● RETO
Extrae del texto sobre la libertad y la propiedad el pasaje que empieza en las palabras "Este proceso histórico, generador" y termina después de "del sistema económico.". Cópialo sin cambiar nada.

Sobre la Libertad y sobre la Propiedad... #Mexico



Por: Teresa M.G.Da Cunha Lopes


En un libro interesantísimo,"A Short History of Enclosure in Britain", Simon Fairlie describe cómo, progresivamente, los terrenos llamados "Commons " que durante varios siglos fueron utilizados por todos los habitantes de las comunas inglesas, fueron privatizados por las clases pudientes con la construcción de muros (enclosures) entre el siglo XIV y el siglo XVIII, lo que privó a la mayoría de los británicos de acceso a la tierra agrícola y a los ingresos (renta) de la misma.

Este proceso histórico, generador de la extrema pobreza del mundo rural en los primeros tiempos de la industrialización, fue totalmente travestido por la teoría de la "Tragedia de los Comunes", teoría elaborada por los ideólogos de la era neoliberal y adoptada como parte de una campaña de desprestigio contra las instituciones de propiedad común. En la versión mexicana del siglo XX, este discurso se tradujo en el ataque de Salinas al ejido y la correspondiente reforma constitucional.

Un punto común entre los dos movimientos de destrucción de la propiedad comunitaria y de las dos racionalizaciones “a posteriori” de la victoria de la privatización de los medios de producción y de su concentración en manos de élites históricamente determinadas: la protección del derecho de propiedad individual “erga omnes” y la eficiencia del sistema económico.

● FILAS DE DATOS
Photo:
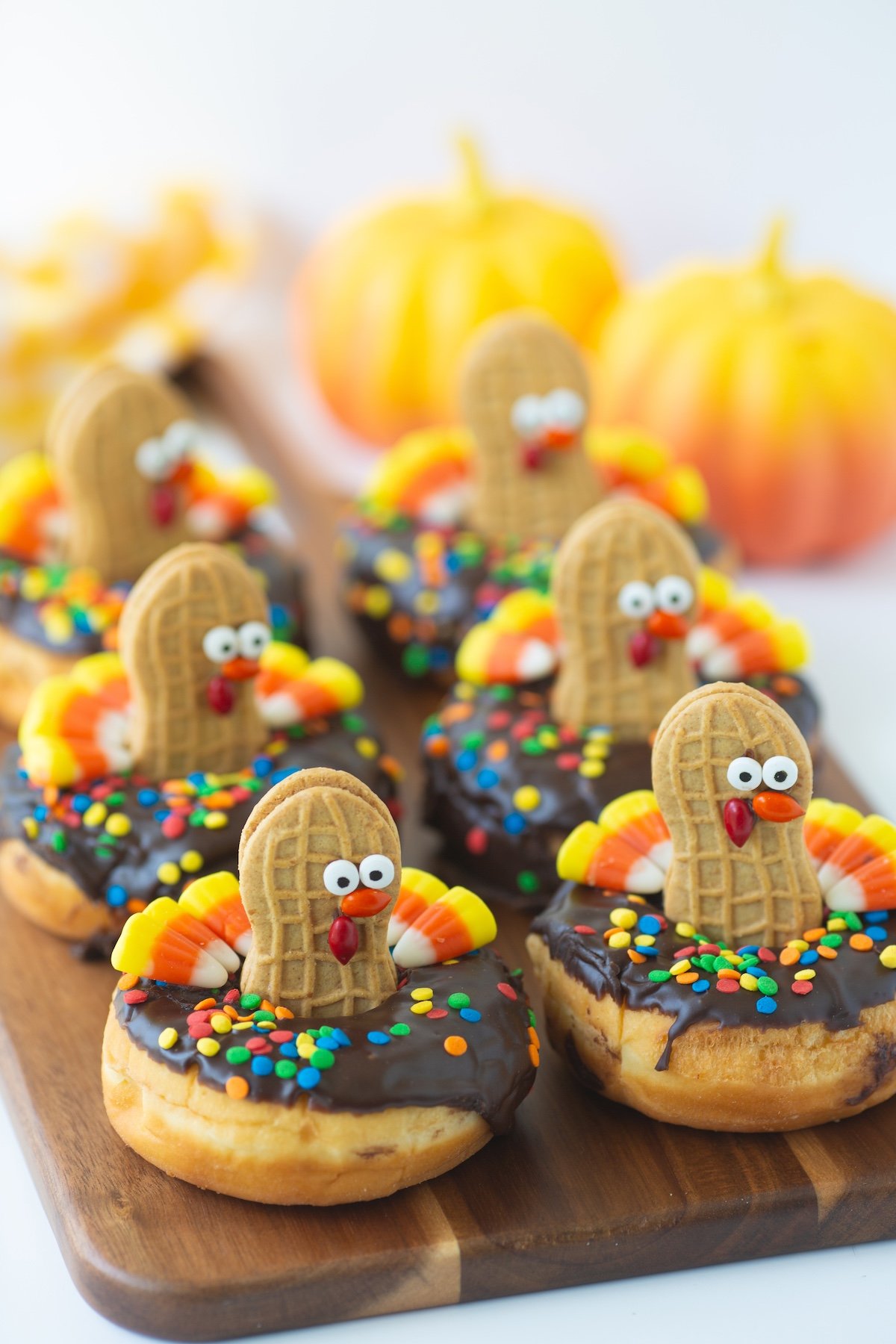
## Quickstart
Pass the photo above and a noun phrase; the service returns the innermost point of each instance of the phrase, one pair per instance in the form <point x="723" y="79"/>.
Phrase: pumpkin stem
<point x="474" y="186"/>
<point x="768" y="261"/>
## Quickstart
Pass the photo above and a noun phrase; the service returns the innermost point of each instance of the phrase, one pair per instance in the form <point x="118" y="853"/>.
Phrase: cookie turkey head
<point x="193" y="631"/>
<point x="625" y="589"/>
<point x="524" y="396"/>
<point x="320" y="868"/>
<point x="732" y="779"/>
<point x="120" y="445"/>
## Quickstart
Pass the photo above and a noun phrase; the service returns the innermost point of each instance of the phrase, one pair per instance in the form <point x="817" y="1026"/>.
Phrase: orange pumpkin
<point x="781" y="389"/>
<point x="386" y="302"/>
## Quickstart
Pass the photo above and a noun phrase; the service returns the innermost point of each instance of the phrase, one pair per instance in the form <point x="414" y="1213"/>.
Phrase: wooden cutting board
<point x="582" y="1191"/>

● RESPUESTA
Este proceso histórico, generador de la extrema pobreza del mundo rural en los primeros tiempos de la industrialización, fue totalmente travestido por la teoría de la "Tragedia de los Comunes", teoría elaborada por los ideólogos de la era neoliberal y adoptada como parte de una campaña de desprestigio contra las instituciones de propiedad común. En la versión mexicana del siglo XX, este discurso se tradujo en el ataque de Salinas al ejido y la correspondiente reforma constitucional.

Un punto común entre los dos movimientos de destrucción de la propiedad comunitaria y de las dos racionalizaciones “a posteriori” de la victoria de la privatización de los medios de producción y de su concentración en manos de élites históricamente determinadas: la protección del derecho de propiedad individual “erga omnes” y la eficiencia del sistema económico.